◆ **Page extract**:
Most registrants to online events don't end up attending. They may be interested in the content, but they won’t take time to watch an entire webinar recording. Webinar content has a short shelf life unless it is reworked into a friendlier format. Doing that with traditional video editing software is cumbersome, so it often doesn’t happen. It’s time-intensive to review videos for key moments, ask designers to create appropriate graphics and captions, and receive final approval from managers.
We started out contacting companies organizing webinars, and learned they were stuck in a vicious cycle of constantly having to focus on the next upcoming event. We started manually editing videos for them to better understand how the most engaging bits could be reworked. Doing this manually revealed a glaring problem: the technology interfacing with video has changed dramatically, but the editing software hasn’t. Video editing software is designed for film makers or social media, and businesses creating video content have very different needs.
Milk Video uses a transcript-to-video based interface to review long recordings and minimize the mental effort around editing. We transcribe uploaded videos, present you with the content so you can quickly clip the best parts, and allow you to use templates to compose visually interesting layouts with additional assets, like logos or static text.
We made a drag-and-drop interface for creating short video clips with styled word-by-word captions. In a world where people often don't have their audio on, the timestamp information on a machine-generated transcript is perfect for creating interesting visual elements, such as captions styled one word at a time. This also makes content accessible by default. And because most webinars or Zoom recordings are visually similar, we have the ability to recommend which video templates might be best suited for their uploaded content in the future.

◆ **Stated goal 1**:
Reproduce the webinar editing passage word for word, everything from "Most registrants to" down to "approval from managers.".
◆ **Stated goal 2**:
According to the webinar editing passage, what kind of interface does Milk Video use to review long recordings?
The records play no part in what you are asked to do.

◆ **Data**:
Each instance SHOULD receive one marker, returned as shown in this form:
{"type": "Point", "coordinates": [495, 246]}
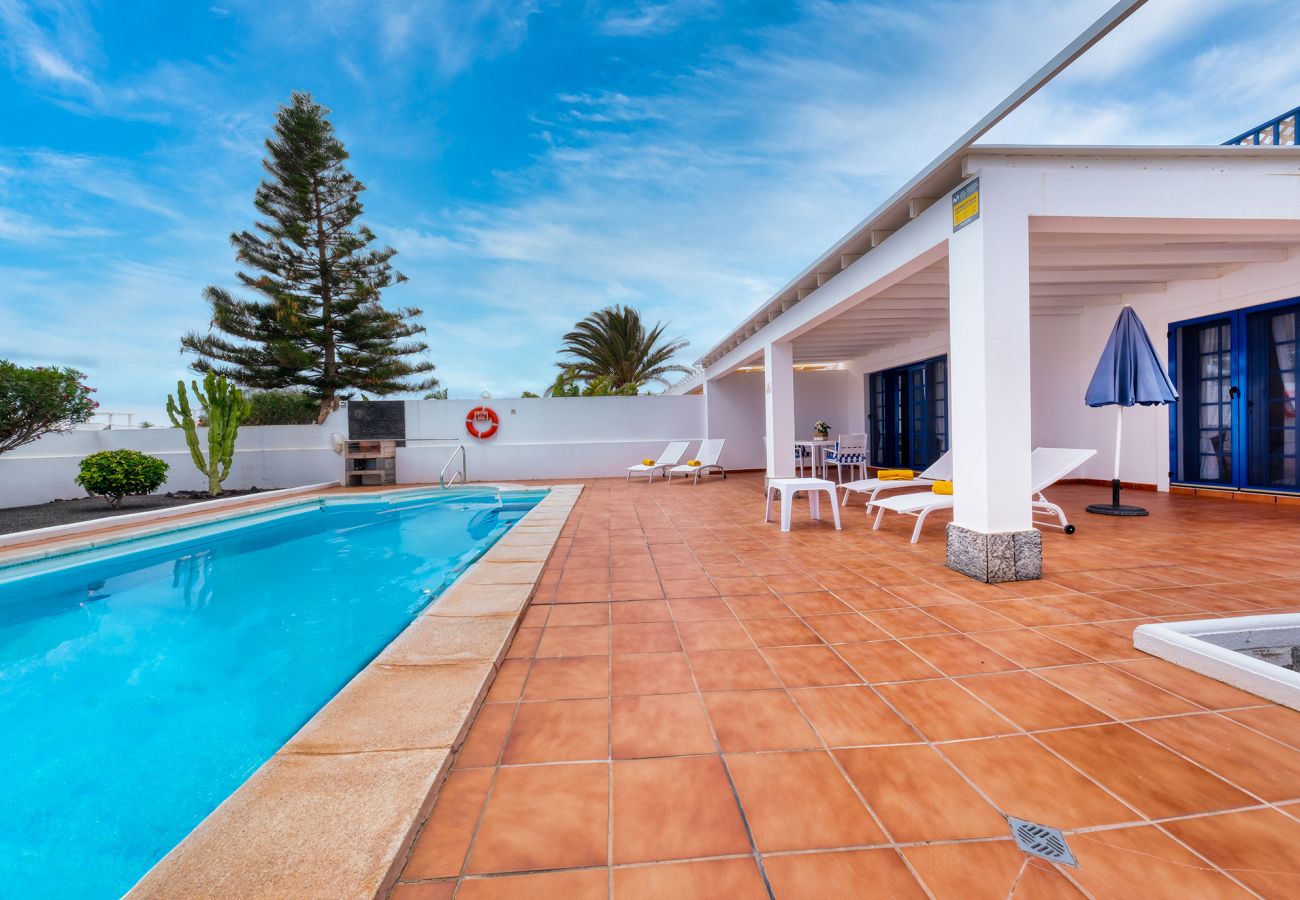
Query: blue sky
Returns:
{"type": "Point", "coordinates": [533, 161]}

◆ **Written reply 1**:
Most registrants to online events don't end up attending. They may be interested in the content, but they won’t take time to watch an entire webinar recording. Webinar content has a short shelf life unless it is reworked into a friendlier format. Doing that with traditional video editing software is cumbersome, so it often doesn’t happen. It’s time-intensive to review videos for key moments, ask designers to create appropriate graphics and captions, and receive final approval from managers.

◆ **Written reply 2**:
A transcript-to-video based interface.